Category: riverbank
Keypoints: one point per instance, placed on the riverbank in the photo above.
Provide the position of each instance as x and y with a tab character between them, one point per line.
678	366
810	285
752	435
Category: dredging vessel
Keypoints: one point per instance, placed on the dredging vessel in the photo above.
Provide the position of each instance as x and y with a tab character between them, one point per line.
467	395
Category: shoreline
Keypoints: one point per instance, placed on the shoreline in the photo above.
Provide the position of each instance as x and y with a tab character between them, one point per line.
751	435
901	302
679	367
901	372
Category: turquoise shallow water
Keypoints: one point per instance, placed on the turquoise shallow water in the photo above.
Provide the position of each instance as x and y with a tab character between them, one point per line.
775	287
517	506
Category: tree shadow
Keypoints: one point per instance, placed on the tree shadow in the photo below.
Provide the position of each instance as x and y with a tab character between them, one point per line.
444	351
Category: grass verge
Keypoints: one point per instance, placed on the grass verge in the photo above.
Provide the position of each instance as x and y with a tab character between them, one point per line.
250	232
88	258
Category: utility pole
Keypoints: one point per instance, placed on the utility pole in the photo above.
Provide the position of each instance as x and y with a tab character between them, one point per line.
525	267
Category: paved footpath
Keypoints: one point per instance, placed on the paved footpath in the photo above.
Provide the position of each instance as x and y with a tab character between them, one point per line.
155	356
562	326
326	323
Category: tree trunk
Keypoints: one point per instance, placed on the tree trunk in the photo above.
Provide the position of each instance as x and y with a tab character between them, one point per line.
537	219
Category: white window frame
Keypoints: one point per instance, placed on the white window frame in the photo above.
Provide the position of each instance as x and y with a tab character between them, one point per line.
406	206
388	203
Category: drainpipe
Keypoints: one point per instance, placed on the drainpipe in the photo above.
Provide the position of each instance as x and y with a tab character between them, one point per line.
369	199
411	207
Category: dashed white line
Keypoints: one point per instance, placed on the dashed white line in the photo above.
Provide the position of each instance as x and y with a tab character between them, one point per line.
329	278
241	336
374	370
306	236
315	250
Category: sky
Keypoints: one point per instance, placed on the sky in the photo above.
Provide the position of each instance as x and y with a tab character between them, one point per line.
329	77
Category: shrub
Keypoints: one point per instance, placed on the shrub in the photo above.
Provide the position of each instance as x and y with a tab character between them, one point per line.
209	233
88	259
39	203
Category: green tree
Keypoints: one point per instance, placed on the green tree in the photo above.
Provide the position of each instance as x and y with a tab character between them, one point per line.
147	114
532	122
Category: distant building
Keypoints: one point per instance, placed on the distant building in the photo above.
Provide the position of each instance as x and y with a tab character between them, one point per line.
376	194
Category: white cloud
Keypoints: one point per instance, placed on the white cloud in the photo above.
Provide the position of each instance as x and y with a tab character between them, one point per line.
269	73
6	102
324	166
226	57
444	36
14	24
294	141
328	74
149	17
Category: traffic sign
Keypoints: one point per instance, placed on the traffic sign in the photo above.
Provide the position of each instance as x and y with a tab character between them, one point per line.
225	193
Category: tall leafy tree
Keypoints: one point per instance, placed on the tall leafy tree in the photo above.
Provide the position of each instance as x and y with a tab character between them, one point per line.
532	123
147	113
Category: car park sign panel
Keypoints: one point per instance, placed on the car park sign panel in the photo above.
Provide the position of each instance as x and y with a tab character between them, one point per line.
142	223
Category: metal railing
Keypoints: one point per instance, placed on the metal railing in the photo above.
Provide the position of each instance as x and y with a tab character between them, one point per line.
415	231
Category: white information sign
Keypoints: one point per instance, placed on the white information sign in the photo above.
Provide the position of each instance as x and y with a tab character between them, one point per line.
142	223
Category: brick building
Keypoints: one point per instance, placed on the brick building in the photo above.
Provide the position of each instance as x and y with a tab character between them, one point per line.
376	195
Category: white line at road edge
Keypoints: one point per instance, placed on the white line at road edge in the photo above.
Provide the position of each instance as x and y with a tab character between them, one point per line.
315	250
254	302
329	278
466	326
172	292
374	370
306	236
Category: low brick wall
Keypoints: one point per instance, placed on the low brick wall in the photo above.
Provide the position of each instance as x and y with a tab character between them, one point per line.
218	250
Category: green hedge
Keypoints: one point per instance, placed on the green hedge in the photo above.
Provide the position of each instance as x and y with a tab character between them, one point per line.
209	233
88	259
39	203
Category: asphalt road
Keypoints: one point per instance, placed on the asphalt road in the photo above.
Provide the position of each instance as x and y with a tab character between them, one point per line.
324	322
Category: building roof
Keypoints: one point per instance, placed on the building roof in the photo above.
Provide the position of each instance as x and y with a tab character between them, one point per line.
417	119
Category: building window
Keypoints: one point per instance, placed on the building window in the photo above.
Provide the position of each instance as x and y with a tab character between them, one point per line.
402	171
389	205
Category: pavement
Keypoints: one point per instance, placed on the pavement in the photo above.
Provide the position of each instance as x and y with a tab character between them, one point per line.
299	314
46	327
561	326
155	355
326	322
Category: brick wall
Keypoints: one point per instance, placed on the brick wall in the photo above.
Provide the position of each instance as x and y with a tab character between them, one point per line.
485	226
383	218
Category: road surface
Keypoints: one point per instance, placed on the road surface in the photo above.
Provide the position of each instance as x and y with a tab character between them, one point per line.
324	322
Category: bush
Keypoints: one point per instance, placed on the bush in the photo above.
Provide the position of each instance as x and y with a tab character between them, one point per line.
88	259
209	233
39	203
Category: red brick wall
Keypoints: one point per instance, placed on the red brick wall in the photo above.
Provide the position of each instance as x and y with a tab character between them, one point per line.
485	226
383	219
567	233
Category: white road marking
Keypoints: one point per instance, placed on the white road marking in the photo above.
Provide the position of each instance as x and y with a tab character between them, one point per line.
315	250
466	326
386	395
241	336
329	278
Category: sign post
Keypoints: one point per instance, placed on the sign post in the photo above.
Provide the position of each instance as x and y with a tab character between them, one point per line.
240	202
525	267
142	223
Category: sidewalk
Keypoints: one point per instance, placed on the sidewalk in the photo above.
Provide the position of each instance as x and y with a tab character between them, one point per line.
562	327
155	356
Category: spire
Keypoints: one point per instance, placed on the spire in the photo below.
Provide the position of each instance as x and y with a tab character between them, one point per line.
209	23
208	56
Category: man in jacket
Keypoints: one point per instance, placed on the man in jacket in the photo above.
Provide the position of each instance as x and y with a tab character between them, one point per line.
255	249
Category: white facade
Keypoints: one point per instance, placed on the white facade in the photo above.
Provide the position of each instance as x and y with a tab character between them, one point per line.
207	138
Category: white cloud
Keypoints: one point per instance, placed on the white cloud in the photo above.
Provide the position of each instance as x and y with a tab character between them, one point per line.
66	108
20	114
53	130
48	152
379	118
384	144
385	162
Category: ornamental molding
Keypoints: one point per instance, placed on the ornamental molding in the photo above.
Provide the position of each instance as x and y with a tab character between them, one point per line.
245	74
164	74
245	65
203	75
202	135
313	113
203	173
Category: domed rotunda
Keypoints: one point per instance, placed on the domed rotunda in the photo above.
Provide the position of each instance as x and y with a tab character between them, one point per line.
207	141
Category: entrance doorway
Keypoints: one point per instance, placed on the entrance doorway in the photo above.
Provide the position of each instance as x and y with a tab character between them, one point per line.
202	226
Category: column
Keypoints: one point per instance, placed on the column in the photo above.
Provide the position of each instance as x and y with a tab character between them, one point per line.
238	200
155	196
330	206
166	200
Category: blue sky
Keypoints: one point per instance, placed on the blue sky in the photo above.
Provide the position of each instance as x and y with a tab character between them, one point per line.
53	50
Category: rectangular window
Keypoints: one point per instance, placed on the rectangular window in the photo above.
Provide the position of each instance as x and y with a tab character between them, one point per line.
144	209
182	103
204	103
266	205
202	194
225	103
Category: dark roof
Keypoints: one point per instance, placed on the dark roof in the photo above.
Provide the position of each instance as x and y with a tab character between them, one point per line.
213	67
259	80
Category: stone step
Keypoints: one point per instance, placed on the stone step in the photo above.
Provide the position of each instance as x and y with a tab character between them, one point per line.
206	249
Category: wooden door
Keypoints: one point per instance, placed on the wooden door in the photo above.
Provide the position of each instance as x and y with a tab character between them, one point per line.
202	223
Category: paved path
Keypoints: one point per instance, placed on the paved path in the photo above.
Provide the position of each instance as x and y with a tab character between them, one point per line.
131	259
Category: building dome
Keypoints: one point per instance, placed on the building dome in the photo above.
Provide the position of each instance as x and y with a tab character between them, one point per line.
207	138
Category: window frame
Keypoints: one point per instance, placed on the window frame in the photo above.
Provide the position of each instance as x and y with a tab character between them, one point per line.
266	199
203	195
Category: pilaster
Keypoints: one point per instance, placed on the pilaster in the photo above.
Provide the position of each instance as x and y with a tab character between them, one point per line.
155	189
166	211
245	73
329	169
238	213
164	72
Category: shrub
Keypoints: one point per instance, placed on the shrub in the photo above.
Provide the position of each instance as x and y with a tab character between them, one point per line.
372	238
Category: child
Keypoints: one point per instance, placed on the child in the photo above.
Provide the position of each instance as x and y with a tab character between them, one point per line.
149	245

**The request**
Starting at the line that contains "Category: rectangular window", retype each line through the end of the listing above and nothing else.

**Response to the exercise**
Category: rectangular window
Keypoints: one point per instance, placed on the rectangular window in the photo above.
Provide the position of each instance as x and y with a tab character between them, one point per line.
144	209
182	103
204	103
266	205
202	194
225	103
Category: dark roof
Keypoints: one point per instance, placed on the dark roof in the photo above.
Provide the position of each instance as x and y with a tab character between them, one point per line.
213	67
259	80
Category: stone step
Keypoints: one point per instance, placed on the stone step in the photo above.
Provide the position of each instance as x and y with a tab character between them, one point per line.
206	249
Category: wooden door
Keypoints: one point per instance, placed on the wooden door in the photo above.
Provide the position of each instance as x and y with a tab character between them, one point per line.
202	223
Category: paved path
Keypoints: one point per instance, placed on the paved path in the photo above.
Provide the position of each instance as x and y with a tab character between them, one point per line.
131	259
Category: building dome
Keypoints: one point per instance, placed on the building dome in the photo above.
Provide the position of each instance as x and y with a tab character between them, one point per line.
207	138
Category: window frame
Keypoints: one point per instance, placed on the window frame in the photo above.
Provide the position of each instance as x and y with a tab character between them, one point per line.
266	199
203	195
Category: pilaster
Keypoints: one point per instance, placed on the pilaster in the photo above.
Provide the position of each instance as x and y with a tab character between them, one point per line.
155	189
166	211
245	73
329	169
238	213
164	72
Category: shrub
Keypoints: one point per instance, placed on the shrub in the photo above.
Provide the position of each instance as x and y with a tab character between them, one point per line.
372	238
Category: child
Keypoints: one point per instance, placed on the child in the photo above.
Provide the position of each instance as x and y with a tab character between them, one point per line.
149	245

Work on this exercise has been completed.